Pasaje seleccionado:
▬▬▬▬▬▬
Es una síntesis, les decía, y desde luego hablar de Lorenzo García Vega sería cuestión de muchísimo tiempo. Se fatigarían ustedes, me fatigaría yo, y la luz que van a obtener de esa posibilidad de comunicarles una esencia la pueden obtener leyéndolo a él. Ahí se van a dar cuenta de obsesiones, estados de ánimo, qué provocaba un estado de ánimo lo suficientemente fuerte para que él se desasosegara. En fin, voy a hacer un retrato rápido y que espero que sea sintético.
▬▬▬▬▬▬
Lista de tareas:
**A.** Según el pasaje sobre Lorenzo García Vega, ¿de qué cosas se darán cuenta los oyentes al leerlo? Enumérelas todas.
**B.** Transcriba del pasaje sobre Lorenzo García Vega el fragmento que comienza en "Es una síntesis, les" y termina en "que sea sintético.".
Las líneas que aparecen después del pasaje no hacen falta.

Líneas proporcionadas:
▬▬▬▬▬▬
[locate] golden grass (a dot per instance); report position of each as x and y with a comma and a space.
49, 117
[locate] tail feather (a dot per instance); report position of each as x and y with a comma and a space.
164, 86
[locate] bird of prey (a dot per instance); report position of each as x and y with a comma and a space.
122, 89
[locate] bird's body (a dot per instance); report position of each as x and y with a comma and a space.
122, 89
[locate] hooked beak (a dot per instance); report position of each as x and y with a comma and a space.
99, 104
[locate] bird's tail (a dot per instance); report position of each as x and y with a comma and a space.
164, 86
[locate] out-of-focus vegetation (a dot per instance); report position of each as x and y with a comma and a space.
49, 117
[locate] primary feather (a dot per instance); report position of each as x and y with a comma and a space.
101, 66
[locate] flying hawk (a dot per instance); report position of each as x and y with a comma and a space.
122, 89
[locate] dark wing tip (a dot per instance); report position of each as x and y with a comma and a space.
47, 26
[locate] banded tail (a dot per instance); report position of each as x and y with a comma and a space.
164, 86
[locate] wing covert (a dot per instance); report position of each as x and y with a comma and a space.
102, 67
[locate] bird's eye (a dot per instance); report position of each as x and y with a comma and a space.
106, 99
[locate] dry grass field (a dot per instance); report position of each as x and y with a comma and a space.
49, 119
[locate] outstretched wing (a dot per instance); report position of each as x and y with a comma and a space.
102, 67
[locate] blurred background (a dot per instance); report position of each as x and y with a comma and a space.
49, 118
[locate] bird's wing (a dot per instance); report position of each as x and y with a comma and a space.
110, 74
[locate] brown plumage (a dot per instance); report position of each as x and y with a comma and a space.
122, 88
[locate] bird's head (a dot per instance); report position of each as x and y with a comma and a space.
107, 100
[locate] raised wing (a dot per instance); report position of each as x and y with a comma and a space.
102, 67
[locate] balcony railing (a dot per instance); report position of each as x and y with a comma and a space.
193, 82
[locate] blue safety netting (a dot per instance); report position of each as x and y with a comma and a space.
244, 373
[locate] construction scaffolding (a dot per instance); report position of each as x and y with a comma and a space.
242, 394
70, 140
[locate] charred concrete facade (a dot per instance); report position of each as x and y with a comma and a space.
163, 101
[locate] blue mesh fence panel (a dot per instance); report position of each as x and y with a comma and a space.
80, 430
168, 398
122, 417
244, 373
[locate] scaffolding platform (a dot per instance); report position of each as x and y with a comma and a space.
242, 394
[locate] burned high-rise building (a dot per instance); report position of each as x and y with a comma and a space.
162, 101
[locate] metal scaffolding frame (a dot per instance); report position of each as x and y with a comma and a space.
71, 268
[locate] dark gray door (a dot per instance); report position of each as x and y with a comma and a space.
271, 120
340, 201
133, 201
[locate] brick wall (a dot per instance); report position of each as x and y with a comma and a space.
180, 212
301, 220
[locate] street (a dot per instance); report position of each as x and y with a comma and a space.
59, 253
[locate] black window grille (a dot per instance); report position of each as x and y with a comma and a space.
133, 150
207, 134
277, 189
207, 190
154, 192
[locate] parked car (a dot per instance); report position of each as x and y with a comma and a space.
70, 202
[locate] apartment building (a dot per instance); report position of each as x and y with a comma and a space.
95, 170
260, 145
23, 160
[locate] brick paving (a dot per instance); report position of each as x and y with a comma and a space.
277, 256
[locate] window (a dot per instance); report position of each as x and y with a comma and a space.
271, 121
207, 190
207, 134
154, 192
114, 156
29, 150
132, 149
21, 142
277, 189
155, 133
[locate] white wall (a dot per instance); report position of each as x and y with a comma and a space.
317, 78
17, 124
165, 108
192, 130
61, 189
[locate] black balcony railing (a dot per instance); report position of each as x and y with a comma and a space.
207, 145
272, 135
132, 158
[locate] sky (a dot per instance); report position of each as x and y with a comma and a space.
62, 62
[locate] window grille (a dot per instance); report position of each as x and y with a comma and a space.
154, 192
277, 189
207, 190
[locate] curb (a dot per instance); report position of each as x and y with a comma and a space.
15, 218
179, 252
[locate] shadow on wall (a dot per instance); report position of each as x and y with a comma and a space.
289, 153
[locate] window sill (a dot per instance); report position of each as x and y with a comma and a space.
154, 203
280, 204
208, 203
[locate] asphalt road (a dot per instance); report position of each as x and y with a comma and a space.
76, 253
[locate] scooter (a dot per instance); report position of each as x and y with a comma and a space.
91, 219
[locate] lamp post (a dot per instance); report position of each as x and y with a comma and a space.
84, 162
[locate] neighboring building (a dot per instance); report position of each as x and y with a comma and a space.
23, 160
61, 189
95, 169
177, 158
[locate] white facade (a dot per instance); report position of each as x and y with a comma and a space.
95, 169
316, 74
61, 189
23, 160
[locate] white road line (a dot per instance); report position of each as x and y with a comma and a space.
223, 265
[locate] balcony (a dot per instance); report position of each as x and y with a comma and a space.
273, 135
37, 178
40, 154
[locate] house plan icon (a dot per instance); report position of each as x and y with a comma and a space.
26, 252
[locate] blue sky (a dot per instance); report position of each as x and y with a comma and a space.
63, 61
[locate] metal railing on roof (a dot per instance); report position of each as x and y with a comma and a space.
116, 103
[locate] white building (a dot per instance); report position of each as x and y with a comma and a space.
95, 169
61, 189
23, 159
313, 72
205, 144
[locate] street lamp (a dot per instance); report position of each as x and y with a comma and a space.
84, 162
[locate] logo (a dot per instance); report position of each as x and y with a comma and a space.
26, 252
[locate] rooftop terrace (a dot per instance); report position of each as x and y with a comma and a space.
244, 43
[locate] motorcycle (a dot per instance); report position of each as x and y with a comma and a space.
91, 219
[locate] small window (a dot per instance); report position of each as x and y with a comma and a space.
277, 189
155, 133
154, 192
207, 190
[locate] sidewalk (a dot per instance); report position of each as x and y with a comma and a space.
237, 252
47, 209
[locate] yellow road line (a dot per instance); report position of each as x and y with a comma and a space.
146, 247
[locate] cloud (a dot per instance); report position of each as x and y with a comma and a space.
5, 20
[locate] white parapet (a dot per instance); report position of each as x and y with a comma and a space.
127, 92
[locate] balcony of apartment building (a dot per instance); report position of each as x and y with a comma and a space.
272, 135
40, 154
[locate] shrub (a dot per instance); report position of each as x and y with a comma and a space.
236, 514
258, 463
▬▬▬▬▬▬
Respuestas completas:
**A.**
- Obsesiones
- Estados de ánimo
- Qué provocaba un estado de ánimo lo suficientemente fuerte para que él se desasosegara

**B.**
Es una síntesis, les decía, y desde luego hablar de Lorenzo García Vega sería cuestión de muchísimo tiempo. Se fatigarían ustedes, me fatigaría yo, y la luz que van a obtener de esa posibilidad de comunicarles una esencia la pueden obtener leyéndolo a él. Ahí se van a dar cuenta de obsesiones, estados de ánimo, qué provocaba un estado de ánimo lo suficientemente fuerte para que él se desasosegara. En fin, voy a hacer un retrato rápido y que espero que sea sintético.